INSTRUCTIONS FOR THE TASK:
From the line that contains "Query: woman" through the line that contains "For every instance of the fruit", output every line of the listing below exactly and leave out all the rest.
= = = = = = =
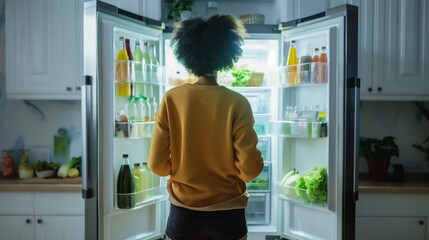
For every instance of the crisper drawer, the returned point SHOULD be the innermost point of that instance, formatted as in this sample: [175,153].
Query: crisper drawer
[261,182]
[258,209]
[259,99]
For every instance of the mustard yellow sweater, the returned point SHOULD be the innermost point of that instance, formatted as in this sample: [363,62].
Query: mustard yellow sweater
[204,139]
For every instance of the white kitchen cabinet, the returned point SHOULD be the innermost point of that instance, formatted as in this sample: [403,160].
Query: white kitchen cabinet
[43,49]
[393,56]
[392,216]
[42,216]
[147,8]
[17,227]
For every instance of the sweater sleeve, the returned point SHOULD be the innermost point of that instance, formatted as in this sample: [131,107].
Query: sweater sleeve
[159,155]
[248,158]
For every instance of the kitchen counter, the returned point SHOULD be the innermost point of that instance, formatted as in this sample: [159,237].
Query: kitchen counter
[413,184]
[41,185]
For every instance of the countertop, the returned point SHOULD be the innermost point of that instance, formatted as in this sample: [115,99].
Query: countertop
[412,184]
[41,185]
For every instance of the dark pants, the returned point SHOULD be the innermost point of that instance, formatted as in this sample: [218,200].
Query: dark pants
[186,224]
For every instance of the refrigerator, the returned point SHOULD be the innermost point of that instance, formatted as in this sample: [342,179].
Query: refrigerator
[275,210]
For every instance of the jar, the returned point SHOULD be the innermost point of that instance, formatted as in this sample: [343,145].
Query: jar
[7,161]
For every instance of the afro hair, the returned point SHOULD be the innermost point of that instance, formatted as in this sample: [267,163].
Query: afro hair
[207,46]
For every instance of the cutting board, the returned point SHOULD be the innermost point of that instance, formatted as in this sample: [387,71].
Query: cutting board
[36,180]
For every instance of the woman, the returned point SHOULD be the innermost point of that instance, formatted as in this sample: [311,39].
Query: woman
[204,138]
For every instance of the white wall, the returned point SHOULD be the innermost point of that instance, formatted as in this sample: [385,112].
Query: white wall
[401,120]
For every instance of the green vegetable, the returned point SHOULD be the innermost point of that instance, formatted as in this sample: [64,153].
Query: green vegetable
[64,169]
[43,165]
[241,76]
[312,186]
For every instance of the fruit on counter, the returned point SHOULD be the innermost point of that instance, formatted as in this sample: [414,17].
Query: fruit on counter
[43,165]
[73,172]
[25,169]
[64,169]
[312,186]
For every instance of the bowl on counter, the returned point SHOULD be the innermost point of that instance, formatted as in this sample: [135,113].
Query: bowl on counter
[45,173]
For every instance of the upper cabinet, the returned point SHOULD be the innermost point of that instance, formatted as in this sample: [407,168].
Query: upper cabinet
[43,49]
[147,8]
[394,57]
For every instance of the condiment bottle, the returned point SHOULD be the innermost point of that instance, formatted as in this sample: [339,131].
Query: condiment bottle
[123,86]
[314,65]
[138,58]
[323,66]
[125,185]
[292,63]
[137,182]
= = = = = = =
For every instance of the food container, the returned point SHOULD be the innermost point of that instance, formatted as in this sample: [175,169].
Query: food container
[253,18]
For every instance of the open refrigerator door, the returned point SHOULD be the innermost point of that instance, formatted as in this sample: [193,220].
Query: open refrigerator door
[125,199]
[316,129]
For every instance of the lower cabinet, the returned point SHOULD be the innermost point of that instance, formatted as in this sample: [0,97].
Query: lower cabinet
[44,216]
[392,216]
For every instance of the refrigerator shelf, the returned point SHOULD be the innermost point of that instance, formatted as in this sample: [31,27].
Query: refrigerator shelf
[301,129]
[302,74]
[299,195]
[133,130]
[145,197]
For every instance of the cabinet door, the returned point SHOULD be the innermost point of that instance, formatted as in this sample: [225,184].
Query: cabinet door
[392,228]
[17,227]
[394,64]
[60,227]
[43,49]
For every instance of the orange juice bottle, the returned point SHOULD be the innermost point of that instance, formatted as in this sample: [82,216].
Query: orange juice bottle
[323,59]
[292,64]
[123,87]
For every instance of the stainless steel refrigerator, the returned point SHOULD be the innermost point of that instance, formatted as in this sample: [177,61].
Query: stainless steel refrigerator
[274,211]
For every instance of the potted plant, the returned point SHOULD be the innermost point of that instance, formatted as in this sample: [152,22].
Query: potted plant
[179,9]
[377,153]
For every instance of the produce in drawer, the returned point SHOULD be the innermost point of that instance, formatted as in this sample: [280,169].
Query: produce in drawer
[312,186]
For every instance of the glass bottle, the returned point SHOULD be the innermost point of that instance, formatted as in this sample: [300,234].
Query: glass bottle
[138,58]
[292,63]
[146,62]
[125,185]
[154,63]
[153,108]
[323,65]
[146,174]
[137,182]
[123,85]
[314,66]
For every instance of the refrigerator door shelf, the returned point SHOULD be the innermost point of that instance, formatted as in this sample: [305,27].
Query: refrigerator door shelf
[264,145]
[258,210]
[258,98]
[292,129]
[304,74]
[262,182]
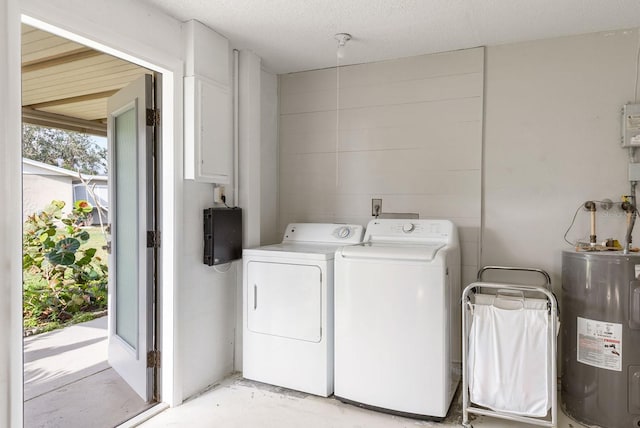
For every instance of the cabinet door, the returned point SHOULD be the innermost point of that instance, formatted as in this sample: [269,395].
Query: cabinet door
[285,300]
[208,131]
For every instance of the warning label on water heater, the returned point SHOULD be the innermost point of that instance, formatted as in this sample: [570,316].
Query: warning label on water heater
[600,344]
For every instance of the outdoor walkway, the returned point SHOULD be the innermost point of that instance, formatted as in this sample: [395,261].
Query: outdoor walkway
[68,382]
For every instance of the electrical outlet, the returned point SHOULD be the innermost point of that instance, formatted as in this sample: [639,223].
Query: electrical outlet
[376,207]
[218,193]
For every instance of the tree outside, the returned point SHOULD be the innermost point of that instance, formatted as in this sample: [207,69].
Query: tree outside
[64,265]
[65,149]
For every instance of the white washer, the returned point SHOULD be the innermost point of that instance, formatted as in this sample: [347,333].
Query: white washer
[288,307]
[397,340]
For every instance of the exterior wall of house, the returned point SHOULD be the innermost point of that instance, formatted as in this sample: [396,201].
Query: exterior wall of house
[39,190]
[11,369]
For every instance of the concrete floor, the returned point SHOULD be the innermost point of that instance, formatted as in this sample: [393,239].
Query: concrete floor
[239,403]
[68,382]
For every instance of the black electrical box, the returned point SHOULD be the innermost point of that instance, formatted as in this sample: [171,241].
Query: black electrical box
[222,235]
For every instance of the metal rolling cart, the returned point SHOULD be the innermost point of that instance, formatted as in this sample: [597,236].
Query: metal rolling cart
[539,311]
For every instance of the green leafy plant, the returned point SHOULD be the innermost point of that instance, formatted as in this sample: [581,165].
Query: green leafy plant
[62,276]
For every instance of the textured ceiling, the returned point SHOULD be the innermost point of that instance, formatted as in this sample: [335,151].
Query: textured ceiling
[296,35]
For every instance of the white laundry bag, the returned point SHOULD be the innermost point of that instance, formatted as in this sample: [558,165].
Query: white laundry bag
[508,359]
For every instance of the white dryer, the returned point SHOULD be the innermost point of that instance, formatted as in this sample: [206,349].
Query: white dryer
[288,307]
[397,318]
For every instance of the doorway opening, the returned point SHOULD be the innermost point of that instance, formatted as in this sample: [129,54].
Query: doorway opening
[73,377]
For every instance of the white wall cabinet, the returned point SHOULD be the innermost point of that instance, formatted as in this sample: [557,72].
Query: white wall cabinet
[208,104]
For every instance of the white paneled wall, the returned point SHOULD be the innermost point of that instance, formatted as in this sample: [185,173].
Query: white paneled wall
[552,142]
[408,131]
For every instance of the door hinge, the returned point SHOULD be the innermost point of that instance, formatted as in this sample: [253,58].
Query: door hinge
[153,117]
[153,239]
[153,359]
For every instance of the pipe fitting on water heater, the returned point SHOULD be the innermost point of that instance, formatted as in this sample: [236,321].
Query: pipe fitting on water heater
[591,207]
= = = = = = =
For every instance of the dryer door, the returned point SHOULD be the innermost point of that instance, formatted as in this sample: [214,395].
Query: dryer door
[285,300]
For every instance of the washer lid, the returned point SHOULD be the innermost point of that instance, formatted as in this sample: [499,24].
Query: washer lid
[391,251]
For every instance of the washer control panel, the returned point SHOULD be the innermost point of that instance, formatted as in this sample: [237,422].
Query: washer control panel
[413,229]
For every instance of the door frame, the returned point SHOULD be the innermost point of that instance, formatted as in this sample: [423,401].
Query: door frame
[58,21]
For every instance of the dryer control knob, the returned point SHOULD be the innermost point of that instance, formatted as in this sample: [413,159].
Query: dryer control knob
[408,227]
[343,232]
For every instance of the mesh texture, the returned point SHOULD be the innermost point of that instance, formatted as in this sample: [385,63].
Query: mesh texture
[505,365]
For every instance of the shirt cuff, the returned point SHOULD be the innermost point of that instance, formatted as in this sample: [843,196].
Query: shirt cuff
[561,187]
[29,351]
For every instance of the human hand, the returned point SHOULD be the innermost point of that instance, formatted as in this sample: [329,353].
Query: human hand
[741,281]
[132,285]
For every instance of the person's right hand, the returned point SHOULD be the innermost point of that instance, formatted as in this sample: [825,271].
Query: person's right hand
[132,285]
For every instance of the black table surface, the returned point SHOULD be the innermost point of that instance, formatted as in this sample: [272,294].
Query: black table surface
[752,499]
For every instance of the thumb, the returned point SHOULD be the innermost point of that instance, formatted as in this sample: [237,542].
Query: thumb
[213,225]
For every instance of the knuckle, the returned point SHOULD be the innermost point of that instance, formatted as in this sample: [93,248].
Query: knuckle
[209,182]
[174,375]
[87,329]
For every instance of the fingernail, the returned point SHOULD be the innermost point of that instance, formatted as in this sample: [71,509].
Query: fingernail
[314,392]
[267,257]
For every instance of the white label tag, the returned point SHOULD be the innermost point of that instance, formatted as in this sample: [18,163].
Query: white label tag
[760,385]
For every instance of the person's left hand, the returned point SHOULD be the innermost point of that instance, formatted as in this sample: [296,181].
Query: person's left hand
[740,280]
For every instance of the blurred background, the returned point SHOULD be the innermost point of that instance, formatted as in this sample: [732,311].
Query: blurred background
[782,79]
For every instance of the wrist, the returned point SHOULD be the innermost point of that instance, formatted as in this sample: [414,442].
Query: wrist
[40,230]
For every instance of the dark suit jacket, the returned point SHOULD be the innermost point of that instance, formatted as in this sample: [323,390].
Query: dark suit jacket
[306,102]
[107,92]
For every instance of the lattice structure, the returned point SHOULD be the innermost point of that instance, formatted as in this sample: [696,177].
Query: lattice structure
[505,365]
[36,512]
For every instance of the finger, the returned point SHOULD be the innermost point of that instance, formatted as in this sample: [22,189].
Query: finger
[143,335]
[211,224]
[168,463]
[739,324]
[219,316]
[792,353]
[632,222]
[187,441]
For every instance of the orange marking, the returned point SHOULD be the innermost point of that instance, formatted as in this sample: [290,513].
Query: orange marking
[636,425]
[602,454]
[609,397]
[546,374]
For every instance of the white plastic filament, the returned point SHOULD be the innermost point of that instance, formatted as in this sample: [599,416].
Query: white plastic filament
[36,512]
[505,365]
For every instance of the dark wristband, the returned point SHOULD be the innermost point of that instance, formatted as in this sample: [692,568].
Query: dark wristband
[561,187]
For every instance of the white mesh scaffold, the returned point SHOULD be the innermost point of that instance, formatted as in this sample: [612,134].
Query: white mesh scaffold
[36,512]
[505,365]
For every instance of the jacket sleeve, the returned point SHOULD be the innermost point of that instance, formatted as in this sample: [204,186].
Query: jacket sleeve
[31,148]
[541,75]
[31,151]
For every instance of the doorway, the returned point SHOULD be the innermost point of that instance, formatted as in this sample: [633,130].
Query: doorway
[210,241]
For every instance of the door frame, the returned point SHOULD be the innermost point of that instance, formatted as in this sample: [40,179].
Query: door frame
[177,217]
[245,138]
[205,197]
= = = = = = =
RESULT:
Query: woman
[204,138]
For every instance of the white wall, the returned point SHOULD be the innermost point of that instance, formatted as in this sample: [385,112].
Query: white wall
[401,120]
For every instance of the green vegetable, the returned point SHOULD be the innermost point of that instance, formatted as in this sample: [64,153].
Query: green vegetable
[64,169]
[43,165]
[241,76]
[312,186]
For every instance of the fruit on counter, the returned point SHOULD be the innermost point of that instance, formatted as in this sample: [414,17].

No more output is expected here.